═══ DATASET RECORDS
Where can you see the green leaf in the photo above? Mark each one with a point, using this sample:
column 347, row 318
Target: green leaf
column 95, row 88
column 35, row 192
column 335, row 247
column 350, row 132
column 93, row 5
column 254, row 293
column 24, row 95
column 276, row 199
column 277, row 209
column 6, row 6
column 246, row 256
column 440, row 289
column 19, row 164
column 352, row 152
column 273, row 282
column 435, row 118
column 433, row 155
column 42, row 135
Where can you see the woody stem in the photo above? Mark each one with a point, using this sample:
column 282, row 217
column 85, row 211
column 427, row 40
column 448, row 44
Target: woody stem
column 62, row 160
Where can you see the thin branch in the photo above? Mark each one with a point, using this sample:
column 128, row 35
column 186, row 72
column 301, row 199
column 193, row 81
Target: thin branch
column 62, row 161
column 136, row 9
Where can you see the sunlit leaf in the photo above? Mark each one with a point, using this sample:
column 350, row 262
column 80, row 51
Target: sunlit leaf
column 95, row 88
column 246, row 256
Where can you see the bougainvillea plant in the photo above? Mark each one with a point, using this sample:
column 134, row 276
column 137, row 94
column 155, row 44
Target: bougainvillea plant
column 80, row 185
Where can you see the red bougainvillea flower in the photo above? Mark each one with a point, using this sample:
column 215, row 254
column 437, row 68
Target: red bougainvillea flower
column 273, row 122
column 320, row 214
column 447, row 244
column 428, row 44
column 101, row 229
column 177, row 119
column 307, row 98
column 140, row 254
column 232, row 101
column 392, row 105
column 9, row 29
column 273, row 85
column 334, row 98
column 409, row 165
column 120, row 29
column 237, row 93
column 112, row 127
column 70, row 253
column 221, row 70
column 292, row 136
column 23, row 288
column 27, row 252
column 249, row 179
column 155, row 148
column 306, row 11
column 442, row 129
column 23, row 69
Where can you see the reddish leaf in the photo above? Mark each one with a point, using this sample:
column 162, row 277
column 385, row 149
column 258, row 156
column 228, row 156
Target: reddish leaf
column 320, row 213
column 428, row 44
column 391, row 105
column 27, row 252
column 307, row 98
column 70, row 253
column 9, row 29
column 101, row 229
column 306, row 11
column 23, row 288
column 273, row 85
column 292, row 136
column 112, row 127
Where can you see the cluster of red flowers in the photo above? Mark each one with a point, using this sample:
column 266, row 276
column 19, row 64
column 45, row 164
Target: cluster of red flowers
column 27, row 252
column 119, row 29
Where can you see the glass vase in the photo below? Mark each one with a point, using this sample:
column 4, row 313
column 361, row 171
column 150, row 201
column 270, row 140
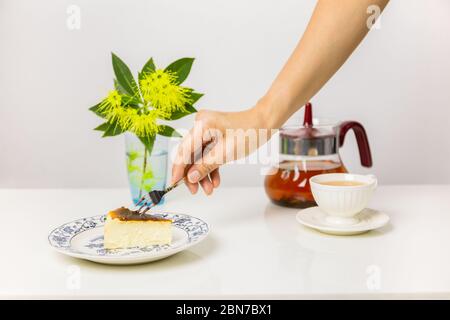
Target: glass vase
column 146, row 170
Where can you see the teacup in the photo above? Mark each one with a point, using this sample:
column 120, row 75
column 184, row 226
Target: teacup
column 342, row 195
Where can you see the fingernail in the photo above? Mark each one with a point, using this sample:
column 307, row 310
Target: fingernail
column 194, row 176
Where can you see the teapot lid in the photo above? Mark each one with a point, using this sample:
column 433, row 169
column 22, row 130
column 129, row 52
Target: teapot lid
column 306, row 139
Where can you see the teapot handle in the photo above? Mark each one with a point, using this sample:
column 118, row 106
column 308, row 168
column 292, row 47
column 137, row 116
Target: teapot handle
column 361, row 139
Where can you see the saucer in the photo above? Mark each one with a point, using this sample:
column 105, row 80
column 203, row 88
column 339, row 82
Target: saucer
column 83, row 239
column 367, row 220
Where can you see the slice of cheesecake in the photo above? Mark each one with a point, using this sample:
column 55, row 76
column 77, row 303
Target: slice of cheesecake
column 125, row 229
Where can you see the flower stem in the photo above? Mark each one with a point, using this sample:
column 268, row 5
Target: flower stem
column 144, row 168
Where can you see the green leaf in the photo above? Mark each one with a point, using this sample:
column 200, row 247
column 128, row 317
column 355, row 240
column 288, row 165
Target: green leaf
column 123, row 75
column 95, row 110
column 181, row 68
column 168, row 131
column 114, row 129
column 103, row 127
column 148, row 142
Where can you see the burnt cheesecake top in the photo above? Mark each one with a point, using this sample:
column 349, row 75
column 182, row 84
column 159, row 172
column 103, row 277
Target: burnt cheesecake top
column 125, row 214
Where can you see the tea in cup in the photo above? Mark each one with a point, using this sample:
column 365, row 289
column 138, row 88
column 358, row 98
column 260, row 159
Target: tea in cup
column 342, row 195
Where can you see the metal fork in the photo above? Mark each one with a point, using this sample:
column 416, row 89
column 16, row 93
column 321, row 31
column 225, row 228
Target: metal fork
column 152, row 198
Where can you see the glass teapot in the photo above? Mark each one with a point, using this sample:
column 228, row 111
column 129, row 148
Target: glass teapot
column 307, row 150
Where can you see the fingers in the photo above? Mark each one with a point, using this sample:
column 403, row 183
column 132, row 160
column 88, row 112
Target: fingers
column 207, row 185
column 215, row 178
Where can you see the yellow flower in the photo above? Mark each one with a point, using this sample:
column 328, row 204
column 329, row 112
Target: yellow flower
column 160, row 89
column 112, row 101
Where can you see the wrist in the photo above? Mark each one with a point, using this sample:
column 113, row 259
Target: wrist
column 271, row 111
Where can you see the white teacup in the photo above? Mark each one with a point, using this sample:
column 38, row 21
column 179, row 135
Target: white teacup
column 342, row 202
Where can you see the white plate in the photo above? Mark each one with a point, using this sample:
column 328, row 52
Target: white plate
column 368, row 219
column 83, row 238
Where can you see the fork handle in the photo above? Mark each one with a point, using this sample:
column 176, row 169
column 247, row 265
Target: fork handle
column 173, row 186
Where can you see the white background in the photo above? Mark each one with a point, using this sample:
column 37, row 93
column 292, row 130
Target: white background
column 397, row 83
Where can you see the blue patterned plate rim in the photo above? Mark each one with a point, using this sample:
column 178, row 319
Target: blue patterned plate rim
column 60, row 238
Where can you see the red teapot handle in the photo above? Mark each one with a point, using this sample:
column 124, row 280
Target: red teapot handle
column 361, row 139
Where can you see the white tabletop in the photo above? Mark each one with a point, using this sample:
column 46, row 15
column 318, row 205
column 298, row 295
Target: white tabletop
column 255, row 249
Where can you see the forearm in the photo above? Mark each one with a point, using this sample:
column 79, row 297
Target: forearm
column 334, row 31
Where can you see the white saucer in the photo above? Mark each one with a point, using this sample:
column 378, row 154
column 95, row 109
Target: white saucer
column 368, row 219
column 83, row 238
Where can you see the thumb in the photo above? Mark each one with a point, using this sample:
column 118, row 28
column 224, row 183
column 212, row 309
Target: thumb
column 208, row 163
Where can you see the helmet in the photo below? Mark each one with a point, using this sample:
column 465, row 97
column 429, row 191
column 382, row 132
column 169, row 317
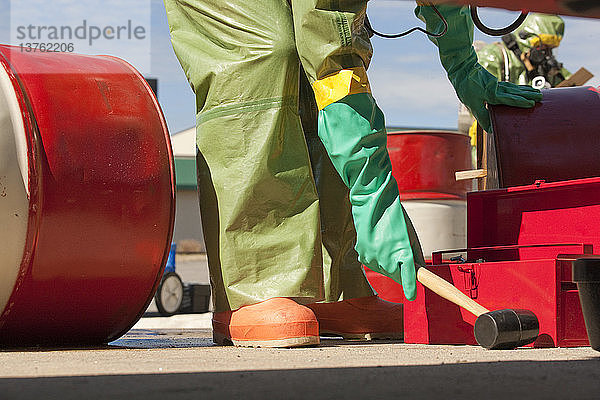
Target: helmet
column 548, row 28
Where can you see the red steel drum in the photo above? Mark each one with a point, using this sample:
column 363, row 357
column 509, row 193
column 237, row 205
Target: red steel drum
column 87, row 197
column 557, row 140
column 424, row 163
══════
## AIM OF THE EXERCISE
Print all of the data above word for word, and leave out the pictures.

## EXERCISE RESULT
Where can you see the green leaf in the photo above? Mark each one with a point, using this sample:
column 347, row 318
Target: green leaf
column 95, row 88
column 35, row 192
column 335, row 247
column 350, row 132
column 93, row 5
column 254, row 293
column 24, row 95
column 276, row 199
column 277, row 209
column 6, row 6
column 246, row 256
column 440, row 289
column 19, row 164
column 352, row 152
column 273, row 282
column 435, row 118
column 433, row 155
column 42, row 135
Where can you see the woody stem in the photo above? Mark each one with a point, using this sample:
column 282, row 217
column 85, row 211
column 427, row 40
column 448, row 44
Target: woody stem
column 62, row 160
Where can you see the thin branch in the photo above? Mark each one with a point, using this sample:
column 128, row 35
column 186, row 72
column 301, row 199
column 193, row 81
Target: thin branch
column 62, row 161
column 136, row 9
Where can you see the sunlit leaf in the photo above? Mark each one with a point, using this sample:
column 350, row 262
column 80, row 51
Target: sunlit leaf
column 95, row 88
column 246, row 256
Where can you see the bougainvillea plant in the photo above? Mark each one with a point, using this sample:
column 134, row 276
column 137, row 94
column 155, row 44
Target: bougainvillea plant
column 80, row 185
Where can you see the red bougainvillea flower in the photo above? Mark each one with a point, using this sample:
column 215, row 254
column 437, row 68
Target: red bougainvillea flower
column 273, row 122
column 320, row 214
column 447, row 244
column 428, row 44
column 101, row 229
column 177, row 119
column 307, row 98
column 140, row 254
column 232, row 101
column 392, row 105
column 9, row 29
column 273, row 85
column 334, row 98
column 409, row 165
column 120, row 29
column 237, row 93
column 112, row 127
column 70, row 253
column 221, row 70
column 292, row 136
column 23, row 288
column 27, row 252
column 249, row 179
column 155, row 148
column 306, row 11
column 442, row 129
column 23, row 69
Where can you see the reddish leaf in the photo above? Mark each one with a point, using this sample:
column 162, row 277
column 385, row 149
column 258, row 156
column 228, row 156
Target: reddish leaf
column 320, row 213
column 428, row 44
column 391, row 105
column 27, row 252
column 307, row 98
column 70, row 253
column 9, row 29
column 101, row 229
column 306, row 11
column 23, row 288
column 273, row 85
column 292, row 136
column 112, row 127
Where can you see the cluster of red flowers in the photo above? Mark each one with a point, using this sample:
column 266, row 276
column 19, row 64
column 45, row 164
Target: cluster of red flowers
column 27, row 252
column 119, row 29
Where can you see the glass vase in the photo below? Mark each one with a point, using this sample:
column 4, row 313
column 361, row 171
column 150, row 201
column 270, row 140
Target: glass vase
column 146, row 170
Where can you see the teacup in the photo above? Mark each one with a point, using this sample:
column 120, row 75
column 184, row 226
Target: teacup
column 342, row 195
Where can you see the fingernail in the photo above? Mark each one with a point, using this sample:
column 307, row 310
Target: fingernail
column 194, row 176
Where can you see the teapot lid in the photo above? Mark each one with a point, using this sample:
column 433, row 169
column 22, row 130
column 129, row 52
Target: teapot lid
column 306, row 139
Where can you see the teapot handle in the photo above? Mark each one with a point, using this sample:
column 118, row 106
column 308, row 168
column 292, row 47
column 137, row 116
Target: teapot handle
column 361, row 139
Where can you see the saucer in the photo above? Mark each one with a point, using this sample:
column 105, row 80
column 203, row 88
column 339, row 82
Target: saucer
column 83, row 239
column 367, row 220
Where can you see the slice of cheesecake in the photo above? Mark each one with a point, using this sample:
column 55, row 76
column 77, row 303
Target: slice of cheesecake
column 125, row 229
Where can you see the flower stem in the photo above? Mark each one with a point, using this sample:
column 268, row 5
Target: flower stem
column 144, row 168
Where can you see the green leaf in the photo above? Mark each one with a point, using this sample:
column 200, row 247
column 128, row 317
column 355, row 240
column 288, row 165
Target: green leaf
column 123, row 75
column 95, row 110
column 181, row 68
column 168, row 131
column 114, row 129
column 103, row 127
column 148, row 142
Where can you see the burnt cheesecake top in the photo above? Mark each one with a point, using this sample:
column 349, row 75
column 182, row 84
column 159, row 172
column 103, row 277
Target: burnt cheesecake top
column 125, row 214
Where can you see the tea in cup in the photo above? Mark each one with a point, using this sample:
column 365, row 289
column 138, row 88
column 358, row 98
column 260, row 159
Target: tea in cup
column 342, row 195
Where can you see the metal fork in the photo above? Mark each one with a point, using this sample:
column 416, row 89
column 16, row 93
column 321, row 31
column 225, row 228
Target: metal fork
column 152, row 198
Where can you see the glass teapot in the photo above? Mark each one with a point, using this sample:
column 228, row 111
column 129, row 148
Target: glass teapot
column 307, row 150
Where can you see the fingers in the photo above? Mark each one with a point, using this sample:
column 403, row 183
column 132, row 160
column 88, row 112
Target: fingers
column 207, row 185
column 215, row 178
Where can you see the yellow flower in the photo above? Mark each one with a point, using this sample:
column 328, row 204
column 329, row 112
Target: yellow flower
column 160, row 89
column 112, row 101
Where can you see the wrist in the photo above? Mark each one with a point, using this sample:
column 113, row 259
Target: wrist
column 271, row 111
Where can you see the white teacup in the photo above? Mark each one with a point, using this sample:
column 38, row 21
column 179, row 135
Target: white teacup
column 342, row 202
Where can you see the white plate in the photo above? Mark each one with a point, using this sample:
column 328, row 52
Target: white plate
column 368, row 219
column 83, row 238
Where can you see the fork handle in the photo above? Mark each one with a point, using this sample:
column 176, row 169
column 247, row 265
Target: fork handle
column 173, row 186
Where can you see the white background in the photo above? Mark each one with a point, using this sample:
column 37, row 93
column 292, row 130
Target: white background
column 397, row 83
Where can you see the blue patterned plate rim in the photo above? Mark each one with a point, using this sample:
column 178, row 319
Target: blue patterned plate rim
column 60, row 238
Where can you see the red teapot handle in the photo above? Mark each one with a point, using this sample:
column 124, row 280
Target: red teapot handle
column 361, row 139
Where can you see the white tabletop in the photo above? Mark each one with a point, using this sample:
column 46, row 15
column 318, row 205
column 298, row 295
Target: white tabletop
column 255, row 249
Where can you see the forearm in the photo above? Mark each one with a point, using this sample:
column 79, row 297
Target: forearm
column 334, row 31
Where can you see the white saucer in the photo above? Mark each one with a point, using this sample:
column 378, row 154
column 95, row 109
Target: white saucer
column 368, row 219
column 83, row 238
Where can you see the thumb in the photo above? Mark each one with a point, using this sample:
column 118, row 28
column 224, row 183
column 212, row 309
Target: thumb
column 208, row 163
Where can you see the helmet in the photo below? Mark each one with a point, using this sample:
column 465, row 97
column 429, row 191
column 382, row 132
column 169, row 317
Target: helmet
column 548, row 28
Where can you see the red steel drum in the photo above? Mark each one with a point, using this sample:
column 363, row 357
column 509, row 193
column 237, row 205
Target: red steel drum
column 87, row 197
column 557, row 140
column 424, row 163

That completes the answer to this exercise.